# READING PASSAGE
NJA held a major public workshop at the NGO Forum, “Israeli and Palestinian Women in Dialogue: A Search for Peace,” with speakers Mary Khass and Lisa Blum. According to a year-end report on the collaborative dialogue, “[Speakers] shared their mutual concerns over the continuing hostilities, the impact of violence on their respective communities, and the need for mutual recognition and self-determination for both the Jewish and Palestinian people.” Balka is quoted in a Kansas City Jewish Chronicle article saying that this was the best-attended workshop at the NGO Forum, and it was translated into five languages. NJA also coordinated two off-the-record meetings between Israeli, Palestinian, Egyptian, Arab-American, European Jewish and American Jewish women.

# TASKS TO PERFORM
1. Decide whether each statement agrees with the workshop passage, answering yes or no and quoting the deciding words: (a) The workshop was translated into five languages. (b) The workshop's speakers were Mary Khass and Lisa Blum. (c) NJA coordinated three off-the-record meetings.
2. In the workshop passage, which publication quotes Balka saying this was the best-attended workshop at the NGO Forum?
3. Copy the part of the workshop passage starting at "NJA held a major" and ending at "American Jewish women.".
The records after this point are separate material and have no connection to the workshop passage.

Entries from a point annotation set
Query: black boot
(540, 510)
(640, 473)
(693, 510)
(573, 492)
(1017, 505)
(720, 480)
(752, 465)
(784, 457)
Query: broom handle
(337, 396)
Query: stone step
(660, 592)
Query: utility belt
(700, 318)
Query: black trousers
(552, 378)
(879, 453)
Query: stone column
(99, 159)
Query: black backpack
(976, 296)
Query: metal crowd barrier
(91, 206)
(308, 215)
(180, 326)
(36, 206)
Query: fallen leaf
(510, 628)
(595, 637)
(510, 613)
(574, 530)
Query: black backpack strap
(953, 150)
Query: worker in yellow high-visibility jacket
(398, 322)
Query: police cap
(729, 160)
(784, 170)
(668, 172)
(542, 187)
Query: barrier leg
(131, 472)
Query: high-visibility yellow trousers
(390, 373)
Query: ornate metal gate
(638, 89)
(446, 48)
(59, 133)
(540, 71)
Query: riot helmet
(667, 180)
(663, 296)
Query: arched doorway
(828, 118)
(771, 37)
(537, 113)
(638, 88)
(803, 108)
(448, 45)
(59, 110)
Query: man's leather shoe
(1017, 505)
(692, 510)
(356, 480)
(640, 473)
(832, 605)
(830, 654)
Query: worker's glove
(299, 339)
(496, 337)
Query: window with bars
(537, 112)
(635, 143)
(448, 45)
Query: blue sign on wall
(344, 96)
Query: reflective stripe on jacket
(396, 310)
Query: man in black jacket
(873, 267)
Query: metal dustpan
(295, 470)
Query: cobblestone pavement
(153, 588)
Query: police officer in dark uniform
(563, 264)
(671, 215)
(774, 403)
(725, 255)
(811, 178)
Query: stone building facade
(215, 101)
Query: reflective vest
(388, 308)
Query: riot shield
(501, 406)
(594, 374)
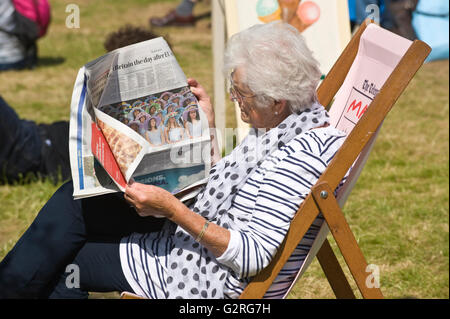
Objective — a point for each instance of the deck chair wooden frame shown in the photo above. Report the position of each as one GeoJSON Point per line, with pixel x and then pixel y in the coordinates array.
{"type": "Point", "coordinates": [321, 199]}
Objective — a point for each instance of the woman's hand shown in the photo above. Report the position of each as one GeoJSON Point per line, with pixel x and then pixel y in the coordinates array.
{"type": "Point", "coordinates": [203, 99]}
{"type": "Point", "coordinates": [149, 200]}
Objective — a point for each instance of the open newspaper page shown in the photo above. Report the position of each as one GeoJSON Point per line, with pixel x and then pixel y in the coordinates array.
{"type": "Point", "coordinates": [134, 117]}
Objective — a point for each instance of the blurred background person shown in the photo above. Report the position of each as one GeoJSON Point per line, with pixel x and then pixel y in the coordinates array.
{"type": "Point", "coordinates": [22, 23]}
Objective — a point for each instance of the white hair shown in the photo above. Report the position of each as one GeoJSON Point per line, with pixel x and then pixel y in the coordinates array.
{"type": "Point", "coordinates": [278, 65]}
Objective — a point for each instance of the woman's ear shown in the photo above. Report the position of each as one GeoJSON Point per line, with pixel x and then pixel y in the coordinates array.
{"type": "Point", "coordinates": [280, 107]}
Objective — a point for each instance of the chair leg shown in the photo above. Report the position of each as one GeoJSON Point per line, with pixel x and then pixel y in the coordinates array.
{"type": "Point", "coordinates": [353, 256]}
{"type": "Point", "coordinates": [334, 273]}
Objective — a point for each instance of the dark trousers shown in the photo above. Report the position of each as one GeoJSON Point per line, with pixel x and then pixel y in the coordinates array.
{"type": "Point", "coordinates": [71, 237]}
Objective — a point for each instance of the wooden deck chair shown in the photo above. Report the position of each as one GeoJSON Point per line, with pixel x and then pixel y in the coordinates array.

# OUTPUTS
1.
(a) Yes: "it was translated into five languages"
(b) Yes: "with speakers Mary Khass and Lisa Blum"
(c) No: "NJA also coordinated two off-the-record meetings"

2. The Kansas City Jewish Chronicle.

3.
NJA held a major public workshop at the NGO Forum, “Israeli and Palestinian Women in Dialogue: A Search for Peace,” with speakers Mary Khass and Lisa Blum. According to a year-end report on the collaborative dialogue, “[Speakers] shared their mutual concerns over the continuing hostilities, the impact of violence on their respective communities, and the need for mutual recognition and self-determination for both the Jewish and Palestinian people.” Balka is quoted in a Kansas City Jewish Chronicle article saying that this was the best-attended workshop at the NGO Forum, and it was translated into five languages. NJA also coordinated two off-the-record meetings between Israeli, Palestinian, Egyptian, Arab-American, European Jewish and American Jewish women.